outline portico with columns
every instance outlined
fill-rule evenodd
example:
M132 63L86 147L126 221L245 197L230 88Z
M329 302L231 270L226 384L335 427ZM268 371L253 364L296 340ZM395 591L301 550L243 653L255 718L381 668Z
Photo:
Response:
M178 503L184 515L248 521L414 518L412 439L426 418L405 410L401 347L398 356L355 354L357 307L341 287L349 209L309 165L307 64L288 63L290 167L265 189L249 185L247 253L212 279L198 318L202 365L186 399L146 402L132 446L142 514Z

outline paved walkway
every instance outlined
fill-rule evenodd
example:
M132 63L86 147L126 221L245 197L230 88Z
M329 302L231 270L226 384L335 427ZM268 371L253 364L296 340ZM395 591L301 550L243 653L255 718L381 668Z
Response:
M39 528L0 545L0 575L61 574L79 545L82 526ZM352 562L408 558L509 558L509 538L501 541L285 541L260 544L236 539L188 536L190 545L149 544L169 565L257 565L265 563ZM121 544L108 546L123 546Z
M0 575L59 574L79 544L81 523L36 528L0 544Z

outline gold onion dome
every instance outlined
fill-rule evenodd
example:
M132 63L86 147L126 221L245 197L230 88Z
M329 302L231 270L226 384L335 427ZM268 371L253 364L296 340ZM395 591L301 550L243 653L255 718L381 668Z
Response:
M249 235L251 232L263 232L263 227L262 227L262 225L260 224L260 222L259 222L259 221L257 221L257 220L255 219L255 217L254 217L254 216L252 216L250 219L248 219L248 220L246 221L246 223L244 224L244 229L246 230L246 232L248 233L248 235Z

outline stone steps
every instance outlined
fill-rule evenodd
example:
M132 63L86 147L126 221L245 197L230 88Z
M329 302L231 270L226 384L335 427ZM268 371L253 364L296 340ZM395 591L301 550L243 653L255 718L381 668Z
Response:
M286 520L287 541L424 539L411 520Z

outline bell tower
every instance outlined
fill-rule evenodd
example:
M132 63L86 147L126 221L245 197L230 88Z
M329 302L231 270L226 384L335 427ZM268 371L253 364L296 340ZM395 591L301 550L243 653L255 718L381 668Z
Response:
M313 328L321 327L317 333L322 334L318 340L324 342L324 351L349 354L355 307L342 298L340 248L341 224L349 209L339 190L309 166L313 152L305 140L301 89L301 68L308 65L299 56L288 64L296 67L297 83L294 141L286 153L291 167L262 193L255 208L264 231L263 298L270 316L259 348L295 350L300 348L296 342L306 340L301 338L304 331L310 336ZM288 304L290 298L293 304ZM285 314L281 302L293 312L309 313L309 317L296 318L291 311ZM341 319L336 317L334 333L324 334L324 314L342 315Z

-- -- --

▸ **Exercise directions**:
Reproduce all of the records above verbatim, from the first line to the last.

▸ **Exercise output**:
outline portico with columns
every instance outlined
fill-rule evenodd
example:
M132 63L86 147L126 221L245 197L230 88Z
M329 302L231 270L226 384L335 427ZM268 371L253 364L296 340ZM395 591L301 550L243 653L255 718L381 668Z
Photo:
Response:
M178 503L184 515L248 521L414 518L412 439L426 418L405 410L401 347L398 356L355 354L357 307L341 287L349 209L309 165L307 64L288 63L290 167L265 189L249 185L247 253L212 279L198 318L202 365L186 399L146 402L132 446L142 514Z

outline paved walkway
every instance outlined
fill-rule evenodd
example:
M132 63L86 147L126 221L245 197L230 88Z
M329 302L231 270L226 384L335 427ZM268 371L253 364L296 340ZM395 591L301 550L243 653L255 718L381 668Z
Response:
M39 528L0 545L0 575L61 574L79 545L82 526ZM352 562L408 558L509 558L509 538L501 541L285 541L260 544L236 539L188 536L190 545L149 544L169 565L257 565L265 563ZM121 544L108 546L123 546Z
M0 575L59 574L79 544L81 523L36 528L0 544Z

outline gold onion dome
every instance outlined
fill-rule evenodd
example:
M132 63L86 147L126 221L245 197L230 88Z
M329 302L231 270L226 384L335 427ZM268 371L253 364L296 340ZM395 591L301 550L243 653L255 718L381 668Z
Response:
M249 235L251 232L263 232L263 227L262 227L262 225L260 224L260 222L259 222L259 221L257 221L257 220L255 219L255 217L254 217L254 216L252 216L250 219L248 219L248 220L246 221L246 223L244 224L244 229L246 230L246 232L248 233L248 235Z

outline stone steps
every instance outlined
fill-rule evenodd
example:
M132 63L86 147L126 221L245 197L230 88Z
M329 302L231 270L226 384L335 427ZM268 371L253 364L296 340ZM395 591L301 550L243 653L255 718L381 668Z
Response:
M286 520L287 541L424 539L411 520Z

outline bell tower
every instance outlined
fill-rule evenodd
example:
M132 63L86 147L126 221L245 197L230 88Z
M329 302L231 270L226 384L335 427ZM268 371L253 364L296 340ZM395 591L301 550L243 653L255 718L381 668Z
Response:
M313 328L321 327L317 333L322 334L318 340L324 342L324 351L349 354L355 307L342 298L340 248L341 224L349 209L339 190L309 166L313 152L305 140L301 89L301 68L308 65L299 56L288 64L296 67L297 83L294 141L286 153L291 167L262 193L255 208L264 231L263 298L270 316L259 348L295 350L300 348L296 342L306 340L301 338L304 331L310 336ZM288 304L290 298L293 304ZM285 314L281 302L293 312L309 313L309 317L296 318L291 311ZM341 319L336 317L334 333L324 334L324 314L342 315Z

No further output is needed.